● Passage fourni
★ ★ ★ ★ ★
Il importe à mon honneur, après les révélations qui nous ont été faites, d’insérer dans mes Mémoires certains de mes articles du journal la Révolution sociale.

La souricière s’est beaucoup retournée contre ceux qui la tendaient en multipliant les correspondances entre révolutionnaires.

Mais je me suis seulement aperçue ce matin d’une petite manœuvre consistant, lorsque certains articles attaquaient spécialement des personnalités au lieu des idées (ce qui est complètement opposé à ma manière de voir), à mettre en épigraphe des paroles de moi découpées assez adroitement pour que certaines gens m’attribuent le reste.

Le résultat en fut des haines personnelles, dont le déchaînement contribua à la condamnation qui me sépara de ma mère et la fit, pendant deux ans, agoniser loin de moi, reprenant vie à chaque extraction, jusqu’au moment où il fallut lui avouer qu’au lieu d’un an, j’avais été condamnée à six ans ; qu’au lieu d’être près d’elle à Saint-Lazare j’étais à Clermont.

À partir de cet instant, elle n’a plus voulu même regarder à sa fenêtre et ne s’est levée de son fauteuil que pour se coucher sur le lit d’où elle n’est plus sortie que pour le cercueil.

Oui, j’aurais pu aller à l’étranger et l’emmener avec moi, au lieu de venir, comme nous avons l’usage de le faire, répondre à mon jugement.

J’aurais pu aussi dérouter ceux qui m’interrogeaient pour savoir si j’étais responsable et me moquer de leurs finesses cousues de câbles ; mais nous ne déclinons pas les responsabilités, nous autres, et j’ai répondu aux estimables savants comme si je ne me doutais de rien, sachant bien pourtant d’où venait cette vengeance.


Je reviens à la Révolution sociale. J’ai souvent protesté, dans le journal même, contre des choses que je trouvais peu intelligentes, les croyant d’autant moins policières qu’il y avait plus d’accusations anonymes contre le fondateur du journal, M. Serraux.

Ce n’est pas d’aujourd’hui que l’idée anarchiste existe. Les vieux auteurs en vieux français, avant Saint-Just, trouvent que celui qui se fait dirigeant commet un crime.

Devant le libre désert des flots, je ne suis pas la seule qui ait réfléchi à l’éternel : « Plus ça change, plus c’est la même chose ».
★ ★ ★ ★ ★
● Contenu des données
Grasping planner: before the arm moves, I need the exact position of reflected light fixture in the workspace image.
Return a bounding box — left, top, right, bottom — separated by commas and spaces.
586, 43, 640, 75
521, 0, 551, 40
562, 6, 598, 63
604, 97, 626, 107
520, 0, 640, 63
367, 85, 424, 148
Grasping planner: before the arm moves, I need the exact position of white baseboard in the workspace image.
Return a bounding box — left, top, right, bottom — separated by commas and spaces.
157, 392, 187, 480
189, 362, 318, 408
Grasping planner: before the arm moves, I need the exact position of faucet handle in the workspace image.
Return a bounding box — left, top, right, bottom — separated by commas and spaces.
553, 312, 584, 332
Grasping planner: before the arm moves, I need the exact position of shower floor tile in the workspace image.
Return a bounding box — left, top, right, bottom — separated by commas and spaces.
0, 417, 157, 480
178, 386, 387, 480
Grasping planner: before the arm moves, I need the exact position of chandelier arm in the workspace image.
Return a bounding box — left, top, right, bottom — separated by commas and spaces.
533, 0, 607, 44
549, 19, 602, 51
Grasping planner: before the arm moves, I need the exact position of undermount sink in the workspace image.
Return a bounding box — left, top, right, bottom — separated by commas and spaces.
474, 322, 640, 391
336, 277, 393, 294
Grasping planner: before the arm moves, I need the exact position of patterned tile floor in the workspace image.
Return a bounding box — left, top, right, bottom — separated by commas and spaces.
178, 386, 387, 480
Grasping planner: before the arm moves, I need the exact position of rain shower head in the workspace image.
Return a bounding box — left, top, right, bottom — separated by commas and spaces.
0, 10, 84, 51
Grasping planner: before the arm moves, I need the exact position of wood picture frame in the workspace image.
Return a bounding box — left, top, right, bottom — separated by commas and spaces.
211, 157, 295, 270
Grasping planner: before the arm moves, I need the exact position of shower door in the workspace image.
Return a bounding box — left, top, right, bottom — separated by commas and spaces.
★ ★ ★ ★ ★
Transcrivez fidèlement, dans le passage, tout ce qui va de « Oui, j’aurais pu » jusqu'à « du journal, M. Serraux. » inclus. Les données forment un matériau à part, sans lien avec le passage.

● Solution rédigée
Oui, j’aurais pu aller à l’étranger et l’emmener avec moi, au lieu de venir, comme nous avons l’usage de le faire, répondre à mon jugement.

J’aurais pu aussi dérouter ceux qui m’interrogeaient pour savoir si j’étais responsable et me moquer de leurs finesses cousues de câbles ; mais nous ne déclinons pas les responsabilités, nous autres, et j’ai répondu aux estimables savants comme si je ne me doutais de rien, sachant bien pourtant d’où venait cette vengeance.


Je reviens à la Révolution sociale. J’ai souvent protesté, dans le journal même, contre des choses que je trouvais peu intelligentes, les croyant d’autant moins policières qu’il y avait plus d’accusations anonymes contre le fondateur du journal, M. Serraux.